*Direction*. In the PYNQ-Z2 threshold overlay write-up, rewrite the stretch from "So as to explore" through "be found here.", changing "HDMI port" to "HDMI input".
— begin Source document —
Here is the final block design :
It contains a hierarchy ('threshold') for our custom IP block :
Before calling the threshold function, we need to preprocess the image to convert it to grayscale, and then to an array, and finally flatten it and get its length. The postprocessing part reshapes the output data and converts it to an image.
Once the PYNQ-Z2 card is setup, connect to the Jupyter notebook through the network. Connect the PYNQ-Z2 to Ethernet, and connect the HDMI-in port to a machine through an HDMI cable.
In our case :
- URL address : 10.104.210.46:9090
- Login/password : xilinx/xilinx
You just have to download the archive of the notebook project and place it in your own Jupyter space.
For now, only the threshold function of binary type is implemented.
- Input image :
- Output image :
Let's compare the overlay performances to the original OpenCV function and the Python function remake, using the same input image and parameters. We study the duration across 5 runs.
OpenCV | Remake | Overlay |
---|---|---|
5.5 ms | 37146.5 ms | 2846.7 ms |
6.4 ms | 37387.0 ms | 2901.8 ms |
5.5 ms | 36541.3 ms | 2890.1 ms |
6.9 ms | 37202.1 ms | 2881.7 ms |
6.8 ms | 37069.5 ms | 2887.6 ms |
The average durations after this test are the following :
OpenCV | Remake | Overlay |
---|---|---|
6.2 ms | 37069.3 ms | 2881.6 ms |
We can deduce that in this test, the overlay function is almost 13 times faster than the remake function. However, it is still around 465 times slower than the original OpenCV implementation. This result was expected given that OpenCV is an optimized library.
Furthermore, we obtain the same output data for the three functions, which emans that the results are accurate. To check it, we computed the mean value of the absolute difference between the output arrays, two by two.
So as to explore the PYNQ field of possibilities, we replaced the part of loading an image from a folder by an input stream coming from the HDMI port. To do so, we connected the HDMI port to a computer opened on a webpage, and followed the HDMI-in tutorial. We also worked with GPIO using the RGB LED, whose driver source code can be found here.
- Make changes to the kernel code of the kernel code of the threshold function to further reduce the execution time;
- Improve the design of the Python driver class;
- Make the threshold function more customizable by allowing the choice of the thresholding technique;
- Implement the IP block of the erode function;
- Combine the custom IP blocks with the RGB LED and the HDMI in a same overlay to avoid switching between them. Either start from the whole PYNQ-Z2 base overlay, adding the custom IP, or start from zero. This tutorial may help;
- Configure the HDMI-out peripheral to display the results on an external screen;
- Apply the function continuously on a video stream.
— end Source document —
— begin Provided material —
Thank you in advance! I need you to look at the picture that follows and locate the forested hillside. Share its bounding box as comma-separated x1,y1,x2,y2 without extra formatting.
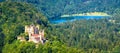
12,0,120,18
0,0,120,53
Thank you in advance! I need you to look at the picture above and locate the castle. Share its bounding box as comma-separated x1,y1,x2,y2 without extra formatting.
18,24,46,44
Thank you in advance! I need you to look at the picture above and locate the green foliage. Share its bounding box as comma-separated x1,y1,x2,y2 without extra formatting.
12,0,120,18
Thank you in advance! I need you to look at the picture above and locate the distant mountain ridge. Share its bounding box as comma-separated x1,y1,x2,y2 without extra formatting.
3,0,120,18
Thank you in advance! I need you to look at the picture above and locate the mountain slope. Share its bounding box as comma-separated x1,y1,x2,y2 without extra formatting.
13,0,120,18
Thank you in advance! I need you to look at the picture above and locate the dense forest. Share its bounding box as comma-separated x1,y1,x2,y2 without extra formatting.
0,0,120,53
12,0,120,18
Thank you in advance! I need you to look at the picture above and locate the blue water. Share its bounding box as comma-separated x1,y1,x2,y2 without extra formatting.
50,16,108,24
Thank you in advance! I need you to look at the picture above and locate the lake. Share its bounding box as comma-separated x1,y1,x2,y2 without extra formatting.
50,16,108,24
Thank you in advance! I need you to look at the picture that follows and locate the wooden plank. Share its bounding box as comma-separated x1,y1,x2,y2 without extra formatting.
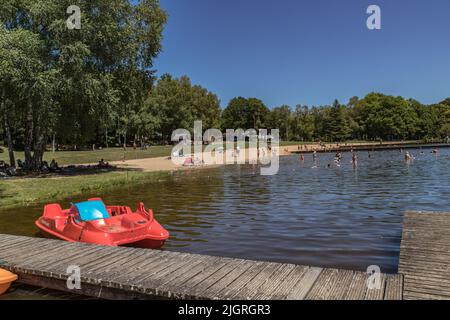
342,272,368,300
306,269,340,300
384,275,403,300
400,212,450,299
251,264,295,300
171,258,232,299
365,274,386,300
230,262,280,300
256,265,309,300
202,261,254,299
218,261,265,299
186,259,248,299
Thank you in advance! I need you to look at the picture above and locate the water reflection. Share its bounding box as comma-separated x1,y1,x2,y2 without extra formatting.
0,150,450,272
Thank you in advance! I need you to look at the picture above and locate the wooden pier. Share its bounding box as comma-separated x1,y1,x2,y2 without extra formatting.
0,212,450,300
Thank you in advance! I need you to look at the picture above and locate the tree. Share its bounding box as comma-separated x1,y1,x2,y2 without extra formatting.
222,97,270,130
143,74,221,142
268,105,292,141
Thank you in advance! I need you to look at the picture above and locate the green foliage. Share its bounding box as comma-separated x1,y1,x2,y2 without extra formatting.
144,74,220,142
222,97,270,130
0,0,166,169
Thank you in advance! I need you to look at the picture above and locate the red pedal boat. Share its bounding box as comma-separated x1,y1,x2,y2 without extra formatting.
36,198,169,249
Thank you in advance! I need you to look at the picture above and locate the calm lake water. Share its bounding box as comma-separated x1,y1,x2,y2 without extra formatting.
0,149,450,272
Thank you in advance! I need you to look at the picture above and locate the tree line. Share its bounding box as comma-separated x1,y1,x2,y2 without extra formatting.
0,0,450,170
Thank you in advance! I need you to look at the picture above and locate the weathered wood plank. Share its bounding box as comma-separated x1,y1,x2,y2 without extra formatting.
400,212,450,299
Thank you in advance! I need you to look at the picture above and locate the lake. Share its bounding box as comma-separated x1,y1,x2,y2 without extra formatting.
0,149,450,273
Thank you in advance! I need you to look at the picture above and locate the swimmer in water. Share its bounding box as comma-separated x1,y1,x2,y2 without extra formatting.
352,152,358,166
405,151,412,161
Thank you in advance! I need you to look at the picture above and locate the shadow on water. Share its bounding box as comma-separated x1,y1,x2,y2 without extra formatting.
0,149,450,272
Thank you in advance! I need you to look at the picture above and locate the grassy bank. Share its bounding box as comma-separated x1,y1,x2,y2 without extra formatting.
0,171,171,210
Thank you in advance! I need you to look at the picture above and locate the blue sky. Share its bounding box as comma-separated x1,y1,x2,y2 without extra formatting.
155,0,450,107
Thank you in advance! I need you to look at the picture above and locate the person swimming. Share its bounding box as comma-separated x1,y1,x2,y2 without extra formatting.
352,152,358,166
405,151,412,161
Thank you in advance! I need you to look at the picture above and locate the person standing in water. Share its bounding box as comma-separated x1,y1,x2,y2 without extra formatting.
352,152,358,167
405,151,412,162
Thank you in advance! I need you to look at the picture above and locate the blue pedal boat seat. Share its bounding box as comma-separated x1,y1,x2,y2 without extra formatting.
74,200,109,221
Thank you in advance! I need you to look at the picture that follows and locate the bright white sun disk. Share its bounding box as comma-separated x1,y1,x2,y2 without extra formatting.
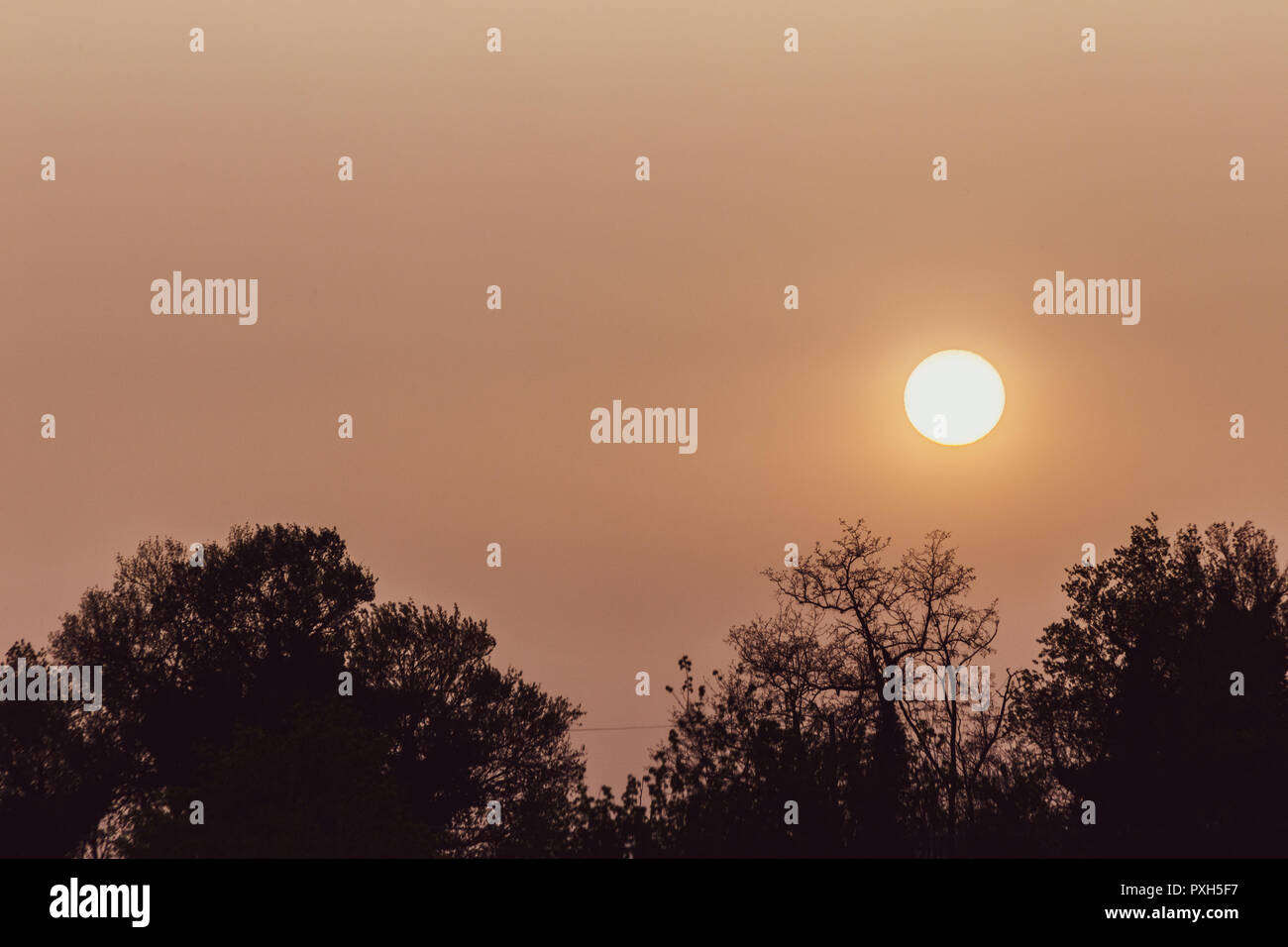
903,349,1006,445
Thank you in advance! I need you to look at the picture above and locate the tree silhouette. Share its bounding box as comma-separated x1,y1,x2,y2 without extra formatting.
0,524,584,857
1019,514,1288,857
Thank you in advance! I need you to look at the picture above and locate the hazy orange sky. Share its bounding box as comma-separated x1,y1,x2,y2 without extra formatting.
0,0,1288,788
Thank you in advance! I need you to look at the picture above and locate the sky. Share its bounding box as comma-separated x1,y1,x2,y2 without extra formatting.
0,0,1288,789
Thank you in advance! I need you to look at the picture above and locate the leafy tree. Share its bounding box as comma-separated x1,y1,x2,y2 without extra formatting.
19,524,584,857
1019,514,1288,857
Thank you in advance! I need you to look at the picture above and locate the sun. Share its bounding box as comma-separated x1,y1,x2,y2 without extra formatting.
903,349,1006,446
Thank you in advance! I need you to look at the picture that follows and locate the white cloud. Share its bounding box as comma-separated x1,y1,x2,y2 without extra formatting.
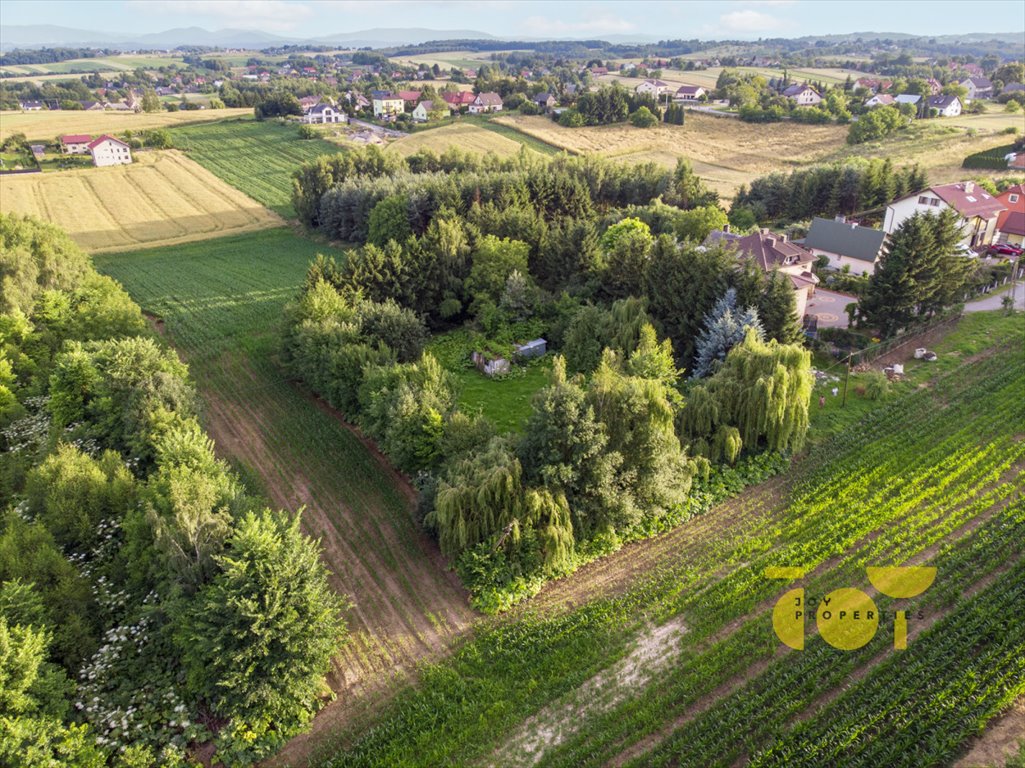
719,10,782,35
126,0,313,32
523,13,637,37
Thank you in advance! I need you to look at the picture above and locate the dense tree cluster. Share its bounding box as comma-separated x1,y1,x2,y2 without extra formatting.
284,150,810,609
0,215,346,768
858,209,976,336
733,158,928,221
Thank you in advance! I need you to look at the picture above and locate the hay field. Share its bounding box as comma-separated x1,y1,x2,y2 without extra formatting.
0,150,283,253
387,123,523,157
0,108,253,142
495,112,847,197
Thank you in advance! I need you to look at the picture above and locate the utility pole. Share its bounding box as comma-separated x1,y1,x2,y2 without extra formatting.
839,351,854,408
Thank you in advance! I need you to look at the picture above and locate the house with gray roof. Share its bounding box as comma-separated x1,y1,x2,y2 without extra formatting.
805,216,887,275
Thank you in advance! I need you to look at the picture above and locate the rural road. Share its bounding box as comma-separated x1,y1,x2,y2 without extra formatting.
965,280,1025,312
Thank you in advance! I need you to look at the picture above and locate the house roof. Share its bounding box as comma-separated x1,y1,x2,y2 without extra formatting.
805,216,887,262
89,133,128,150
783,83,819,96
929,181,1003,218
996,184,1025,236
961,75,993,90
474,91,502,107
929,95,960,110
732,230,815,272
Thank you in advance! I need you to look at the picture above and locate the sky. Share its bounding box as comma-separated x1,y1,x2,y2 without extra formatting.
0,0,1025,39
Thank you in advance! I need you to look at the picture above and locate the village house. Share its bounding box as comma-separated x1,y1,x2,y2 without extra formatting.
805,216,887,275
783,84,822,107
883,181,1005,248
467,92,502,115
929,96,961,117
89,133,131,168
865,93,897,107
672,85,708,102
413,98,452,123
996,184,1025,246
370,90,406,117
633,79,672,98
531,91,558,112
442,90,477,111
960,75,993,102
60,133,92,155
302,104,349,124
704,229,819,322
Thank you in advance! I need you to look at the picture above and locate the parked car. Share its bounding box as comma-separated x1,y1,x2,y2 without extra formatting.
986,243,1022,256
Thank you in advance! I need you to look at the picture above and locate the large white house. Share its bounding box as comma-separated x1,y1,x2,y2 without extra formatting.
883,181,1005,248
805,216,887,275
370,90,406,117
929,96,961,117
89,133,131,168
302,104,347,124
783,84,822,107
466,92,502,115
633,80,671,98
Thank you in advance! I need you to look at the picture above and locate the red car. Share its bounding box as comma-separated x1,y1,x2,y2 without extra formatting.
986,243,1022,256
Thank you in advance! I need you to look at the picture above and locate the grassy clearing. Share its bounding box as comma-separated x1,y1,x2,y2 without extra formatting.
388,122,523,157
427,330,551,433
0,109,252,142
494,112,847,196
0,150,282,252
172,120,339,217
305,316,1025,768
95,229,470,703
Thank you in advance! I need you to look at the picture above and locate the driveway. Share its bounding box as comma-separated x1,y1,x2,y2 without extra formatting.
805,288,858,328
965,280,1025,312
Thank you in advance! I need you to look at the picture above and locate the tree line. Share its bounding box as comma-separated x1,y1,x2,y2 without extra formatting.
283,151,811,610
0,215,344,768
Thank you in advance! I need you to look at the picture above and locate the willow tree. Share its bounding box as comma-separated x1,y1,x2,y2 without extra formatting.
425,438,573,570
680,330,815,459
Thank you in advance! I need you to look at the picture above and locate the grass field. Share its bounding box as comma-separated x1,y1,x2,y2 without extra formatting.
0,109,253,142
95,229,470,701
275,307,1025,768
0,150,282,252
172,120,339,217
495,112,847,196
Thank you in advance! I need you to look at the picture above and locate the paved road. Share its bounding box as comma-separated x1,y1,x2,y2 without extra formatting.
965,280,1025,312
349,117,409,138
805,288,858,328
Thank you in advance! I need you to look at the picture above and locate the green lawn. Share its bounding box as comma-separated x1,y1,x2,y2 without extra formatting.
427,329,551,433
171,119,340,218
94,229,470,686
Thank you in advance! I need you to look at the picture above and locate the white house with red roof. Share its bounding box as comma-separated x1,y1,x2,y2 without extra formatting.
89,133,131,168
996,184,1025,245
60,133,92,155
883,181,1005,248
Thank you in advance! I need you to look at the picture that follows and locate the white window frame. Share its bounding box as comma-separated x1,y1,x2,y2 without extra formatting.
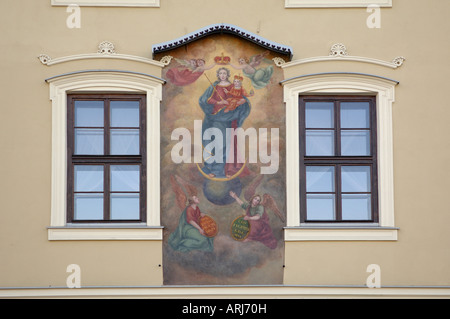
— end Provided material —
*Result*.
So as to explore the PYNQ field of possibilities, we replaced the part of loading an image from a folder by an input stream coming from the HDMI input. To do so, we connected the HDMI input to a computer opened on a webpage, and followed the HDMI-in tutorial. We also worked with GPIO using the RGB LED, whose driver source code can be found here.